Task to complete →
Write out the entries below once more, exactly.

Extracted records →
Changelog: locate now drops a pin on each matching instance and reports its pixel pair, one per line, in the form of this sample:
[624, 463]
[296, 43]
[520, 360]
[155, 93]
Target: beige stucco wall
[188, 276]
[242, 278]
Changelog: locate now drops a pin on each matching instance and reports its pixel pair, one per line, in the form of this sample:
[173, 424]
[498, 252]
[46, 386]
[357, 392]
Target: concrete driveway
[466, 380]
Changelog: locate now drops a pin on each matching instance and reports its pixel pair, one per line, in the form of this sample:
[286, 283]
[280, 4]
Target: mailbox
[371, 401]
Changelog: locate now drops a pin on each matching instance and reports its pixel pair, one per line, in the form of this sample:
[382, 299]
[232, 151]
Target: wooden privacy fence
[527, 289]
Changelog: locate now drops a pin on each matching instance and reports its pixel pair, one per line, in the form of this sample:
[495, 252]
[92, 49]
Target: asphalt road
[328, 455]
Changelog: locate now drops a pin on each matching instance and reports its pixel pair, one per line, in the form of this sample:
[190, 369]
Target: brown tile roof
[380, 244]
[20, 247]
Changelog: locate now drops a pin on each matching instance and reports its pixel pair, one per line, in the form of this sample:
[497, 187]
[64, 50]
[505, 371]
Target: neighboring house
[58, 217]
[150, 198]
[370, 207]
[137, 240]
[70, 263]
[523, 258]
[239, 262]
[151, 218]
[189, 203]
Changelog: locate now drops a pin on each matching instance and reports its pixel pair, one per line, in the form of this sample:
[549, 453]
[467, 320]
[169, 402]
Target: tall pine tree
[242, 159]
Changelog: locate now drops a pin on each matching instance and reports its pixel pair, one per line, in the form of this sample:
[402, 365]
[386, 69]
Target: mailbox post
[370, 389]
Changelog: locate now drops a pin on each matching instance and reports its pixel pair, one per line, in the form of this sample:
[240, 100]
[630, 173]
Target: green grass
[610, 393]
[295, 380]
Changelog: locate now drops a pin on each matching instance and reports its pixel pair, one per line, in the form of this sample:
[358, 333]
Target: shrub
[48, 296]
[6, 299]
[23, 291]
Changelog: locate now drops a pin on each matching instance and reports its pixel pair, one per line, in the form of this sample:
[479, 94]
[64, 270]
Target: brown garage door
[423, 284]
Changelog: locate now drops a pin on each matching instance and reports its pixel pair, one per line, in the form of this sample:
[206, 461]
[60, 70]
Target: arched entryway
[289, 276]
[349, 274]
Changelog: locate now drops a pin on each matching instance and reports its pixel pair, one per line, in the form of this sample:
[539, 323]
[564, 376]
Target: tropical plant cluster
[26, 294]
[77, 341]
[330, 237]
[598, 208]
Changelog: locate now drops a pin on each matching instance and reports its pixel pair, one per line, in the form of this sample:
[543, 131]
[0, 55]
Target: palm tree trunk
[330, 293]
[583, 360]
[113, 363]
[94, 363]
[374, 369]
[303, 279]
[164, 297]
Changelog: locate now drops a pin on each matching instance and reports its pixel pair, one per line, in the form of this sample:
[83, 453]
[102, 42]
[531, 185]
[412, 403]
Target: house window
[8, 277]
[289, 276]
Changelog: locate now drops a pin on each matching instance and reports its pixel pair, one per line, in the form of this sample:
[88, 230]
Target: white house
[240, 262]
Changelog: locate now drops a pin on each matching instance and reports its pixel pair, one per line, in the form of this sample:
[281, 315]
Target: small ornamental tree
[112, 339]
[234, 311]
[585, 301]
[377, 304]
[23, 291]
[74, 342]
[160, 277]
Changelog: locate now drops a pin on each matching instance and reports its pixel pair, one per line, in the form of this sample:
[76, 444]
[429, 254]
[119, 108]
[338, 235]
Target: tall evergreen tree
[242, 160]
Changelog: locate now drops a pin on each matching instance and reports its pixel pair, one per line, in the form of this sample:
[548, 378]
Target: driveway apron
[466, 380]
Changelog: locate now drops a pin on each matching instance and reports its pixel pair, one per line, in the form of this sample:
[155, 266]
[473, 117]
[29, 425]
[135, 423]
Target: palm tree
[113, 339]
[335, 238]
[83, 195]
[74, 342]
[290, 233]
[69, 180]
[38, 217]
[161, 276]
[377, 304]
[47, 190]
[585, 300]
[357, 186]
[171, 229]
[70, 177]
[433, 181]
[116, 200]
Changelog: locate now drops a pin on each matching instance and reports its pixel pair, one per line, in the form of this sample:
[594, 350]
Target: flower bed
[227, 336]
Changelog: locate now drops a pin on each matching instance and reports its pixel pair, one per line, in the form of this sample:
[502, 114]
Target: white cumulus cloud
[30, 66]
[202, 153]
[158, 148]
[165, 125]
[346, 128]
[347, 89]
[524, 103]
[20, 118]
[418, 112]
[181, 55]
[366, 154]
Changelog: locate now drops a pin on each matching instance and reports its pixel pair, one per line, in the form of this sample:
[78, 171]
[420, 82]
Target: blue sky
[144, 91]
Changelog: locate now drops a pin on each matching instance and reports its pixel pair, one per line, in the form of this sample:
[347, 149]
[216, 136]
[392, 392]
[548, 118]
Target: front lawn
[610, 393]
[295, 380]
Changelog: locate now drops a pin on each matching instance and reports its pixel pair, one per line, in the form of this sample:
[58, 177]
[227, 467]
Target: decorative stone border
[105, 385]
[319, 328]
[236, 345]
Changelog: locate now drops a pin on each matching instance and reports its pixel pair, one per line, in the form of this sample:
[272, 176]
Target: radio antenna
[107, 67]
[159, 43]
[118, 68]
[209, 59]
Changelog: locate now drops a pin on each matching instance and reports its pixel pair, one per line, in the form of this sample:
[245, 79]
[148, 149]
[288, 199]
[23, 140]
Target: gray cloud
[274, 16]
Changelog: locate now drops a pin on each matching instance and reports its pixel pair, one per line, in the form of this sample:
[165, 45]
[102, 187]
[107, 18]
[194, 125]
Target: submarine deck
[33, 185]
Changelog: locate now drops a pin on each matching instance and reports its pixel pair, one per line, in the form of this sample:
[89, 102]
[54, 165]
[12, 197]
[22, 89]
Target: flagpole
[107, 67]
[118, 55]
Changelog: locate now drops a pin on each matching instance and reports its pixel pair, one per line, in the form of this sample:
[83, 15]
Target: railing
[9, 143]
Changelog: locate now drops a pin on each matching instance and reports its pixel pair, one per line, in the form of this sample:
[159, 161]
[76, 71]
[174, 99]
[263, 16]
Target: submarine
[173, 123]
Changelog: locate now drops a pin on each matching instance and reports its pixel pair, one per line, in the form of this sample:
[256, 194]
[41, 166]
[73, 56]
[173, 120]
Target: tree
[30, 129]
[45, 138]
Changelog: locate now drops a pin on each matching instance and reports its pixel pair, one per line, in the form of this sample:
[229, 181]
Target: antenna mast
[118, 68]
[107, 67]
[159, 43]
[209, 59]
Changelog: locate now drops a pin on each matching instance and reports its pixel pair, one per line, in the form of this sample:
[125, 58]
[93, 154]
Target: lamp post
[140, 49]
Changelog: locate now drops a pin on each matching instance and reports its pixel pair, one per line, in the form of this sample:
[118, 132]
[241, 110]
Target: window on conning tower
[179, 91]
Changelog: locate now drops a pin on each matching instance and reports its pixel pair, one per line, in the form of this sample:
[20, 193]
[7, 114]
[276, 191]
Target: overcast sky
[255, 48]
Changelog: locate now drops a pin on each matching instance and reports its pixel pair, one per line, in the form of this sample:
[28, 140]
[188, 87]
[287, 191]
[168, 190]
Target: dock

Written response →
Changelog: locate now drops a pin on each matching instance and reports its pixel pair, one per line, in the form of this sample:
[624, 463]
[296, 43]
[520, 360]
[155, 93]
Target: beige stucco wall
[188, 276]
[242, 278]
Changelog: locate now drops a pin on each matching instance and reports its pixel pair, one per line, in the form of this sample:
[173, 424]
[498, 252]
[46, 386]
[357, 392]
Target: concrete driveway
[466, 380]
Changelog: locate now drops a pin on each matching instance and reports its pixel pair, one per line, in the form of this sample:
[286, 283]
[280, 4]
Target: mailbox
[371, 401]
Changelog: locate now drops a pin on each matching instance and reports its pixel pair, one per line, in the form of this sample:
[382, 299]
[232, 151]
Target: wooden privacy fence
[527, 289]
Changelog: locate now drops a pin on each matching instance and reports its pixel pair, one per line, in the form of this sample:
[495, 252]
[92, 49]
Target: asphalt road
[328, 455]
Changelog: locate now drops a pin on each matching instance and reports its pixel pair, one per line, in the form of this sample:
[190, 369]
Target: brown tile roof
[380, 244]
[20, 247]
Changelog: locate now drops a pin on each matching instance and reports its pixel pair, one per line, in the form of this sample:
[497, 187]
[64, 50]
[505, 371]
Target: neighboring house
[58, 217]
[150, 198]
[370, 207]
[137, 240]
[70, 263]
[523, 258]
[239, 262]
[151, 218]
[189, 203]
Changelog: locate now drops a pin on each matching instance and reports its pixel pair, one per line, in the form of this sample:
[549, 453]
[467, 320]
[169, 402]
Target: tall pine tree
[242, 159]
Changelog: locate now drops a pin on each matching instance and reports its pixel pair, one per line, in the form of this sample:
[402, 365]
[386, 69]
Target: mailbox post
[370, 389]
Changelog: locate now drops a pin on each matching instance and reports its pixel pair, one per line, in the form of this sample:
[240, 100]
[630, 173]
Target: green grass
[610, 393]
[295, 380]
Changelog: locate now drops a pin on each matching instance and reports its pixel pair, one per line, in the form of this sample:
[358, 333]
Target: shrub
[48, 296]
[6, 299]
[23, 291]
Changelog: locate now drops a pin on each matching instance and reports its pixel pair, one per line, in the form of this sample:
[479, 94]
[64, 270]
Target: brown garage door
[423, 284]
Changelog: locate now drops a pin on each matching instance and reports its pixel pair, one per line, in the form of this sample:
[206, 461]
[60, 70]
Target: arched entryway
[289, 276]
[349, 274]
Changelog: locate now drops a pin on each matching instance and reports its pixel pair, one per line, in the form of this sample:
[539, 323]
[564, 376]
Target: tropical plant cluster
[26, 294]
[77, 341]
[330, 237]
[598, 208]
Changelog: locate now drops a pin on each matching instance and reports its pixel pair, one per line, in the form of this sample:
[543, 131]
[0, 55]
Target: palm tree trunk
[330, 293]
[583, 360]
[113, 363]
[94, 363]
[374, 369]
[303, 279]
[164, 297]
Changelog: locate now drops a pin on each matching instance and reports its pixel pair, one per line, in the form of this sample:
[83, 453]
[102, 42]
[531, 185]
[412, 403]
Target: house window
[8, 277]
[289, 276]
Changelog: locate now drops a pin on each matching instance and reports its pixel pair, one per line, in the form of this sample:
[88, 230]
Target: white house
[240, 262]
Changelog: locate now drops a pin on each matching instance and reports its pixel pair, one per line, in the form of this sample:
[281, 315]
Target: small ornamental tree
[112, 339]
[234, 311]
[585, 301]
[377, 304]
[23, 291]
[74, 342]
[160, 277]
Changelog: locate now drops a pin on each matching instance and reports its pixel pair, one per line, in the form of this sample:
[76, 444]
[429, 254]
[119, 108]
[338, 235]
Target: tall evergreen tree
[242, 160]
Changelog: locate now drops a pin on each matching instance and reports its pixel pair, one per line, in the form of this sample:
[548, 378]
Target: driveway apron
[466, 380]
Changelog: locate now drops a pin on each matching instance and reports its pixel pair, one per line, in the form of this sample:
[155, 266]
[473, 117]
[29, 425]
[135, 423]
Target: palm tree
[113, 339]
[335, 238]
[83, 195]
[74, 342]
[290, 233]
[69, 180]
[38, 217]
[161, 276]
[377, 304]
[47, 190]
[585, 300]
[357, 186]
[171, 229]
[70, 177]
[433, 181]
[116, 200]
Changelog: locate now drops a pin on each matching instance and reports its pixel pair, one per line, in the form of this sample:
[594, 350]
Target: flower bed
[227, 336]
Changelog: locate now drops a pin on each matching instance and reports its pixel pair, one per line, in the form of this sample:
[502, 114]
Target: white cumulus cloud
[30, 66]
[202, 153]
[158, 148]
[165, 125]
[346, 128]
[347, 89]
[524, 103]
[20, 118]
[418, 112]
[181, 55]
[366, 154]
Changelog: locate now drops a pin on each matching instance and reports its pixel pair, one per line, in the form of this sample:
[78, 171]
[420, 82]
Target: blue sky
[144, 91]
Changelog: locate now drops a pin on each matching instance and reports its pixel pair, one per line, in the form of this sample:
[347, 149]
[216, 136]
[392, 392]
[548, 118]
Target: front lawn
[610, 393]
[295, 380]
Changelog: locate now drops a pin on each matching instance and reports its pixel pair, one per line, in the form of this sample:
[58, 177]
[227, 467]
Target: decorative stone border
[105, 385]
[319, 328]
[236, 345]
Changelog: locate now drops a pin on each matching instance and reports its pixel pair, one per line, in the form of this sample:
[272, 176]
Target: radio antenna
[107, 67]
[159, 43]
[118, 68]
[209, 59]
Changelog: locate now drops a pin on each matching instance and reports its pixel pair, one per line, in the form of this sample:
[245, 79]
[148, 149]
[288, 199]
[23, 140]
Target: gray cloud
[274, 16]
Changelog: locate now drops a pin on each matching instance and reports its pixel pair, one per line, in the form of this sample:
[165, 45]
[102, 187]
[107, 18]
[194, 125]
Target: submarine deck
[33, 185]
Changelog: locate now drops a pin on each matching instance and reports its pixel pair, one per line, in the form of this sample:
[89, 102]
[54, 165]
[12, 197]
[22, 89]
Target: flagpole
[107, 67]
[118, 55]
Changelog: locate now drops a pin on each matching instance and reports its pixel pair, one per line, in the form of this sample:
[83, 15]
Target: railing
[9, 143]
Changelog: locate now drops a pin on each matching instance and reports its pixel pair, one per line, in the form of this sample:
[159, 161]
[76, 71]
[174, 99]
[263, 16]
Target: submarine
[173, 123]
Changelog: locate now drops a pin on each matching instance and reports its pixel pair, one per line, in the form of this sample:
[256, 194]
[41, 166]
[73, 56]
[173, 120]
Target: tree
[30, 129]
[45, 138]
Changelog: locate now drops a pin on each matching instance and reports its pixel pair, one per line, in the form of this sample:
[229, 181]
Target: antenna mast
[118, 68]
[107, 67]
[159, 43]
[209, 59]
Changelog: locate now drops a pin on each matching instance and reports its pixel pair, one per line, in the form of this sample:
[125, 58]
[93, 154]
Target: lamp post
[140, 49]
Changelog: locate now drops a pin on each matching instance and reports its pixel pair, one per line, in the form of this sample:
[118, 132]
[241, 110]
Target: window on conning tower
[179, 91]
Changelog: locate now drops a pin on each matching instance and reports its pixel pair, one per line, in the form of this sample:
[20, 193]
[7, 114]
[276, 191]
Target: overcast sky
[255, 48]
Changelog: locate now drops a pin on each matching instance and reports its pixel pair, one per line, in the form of this sample:
[28, 140]
[188, 87]
[287, 191]
[168, 190]
Target: dock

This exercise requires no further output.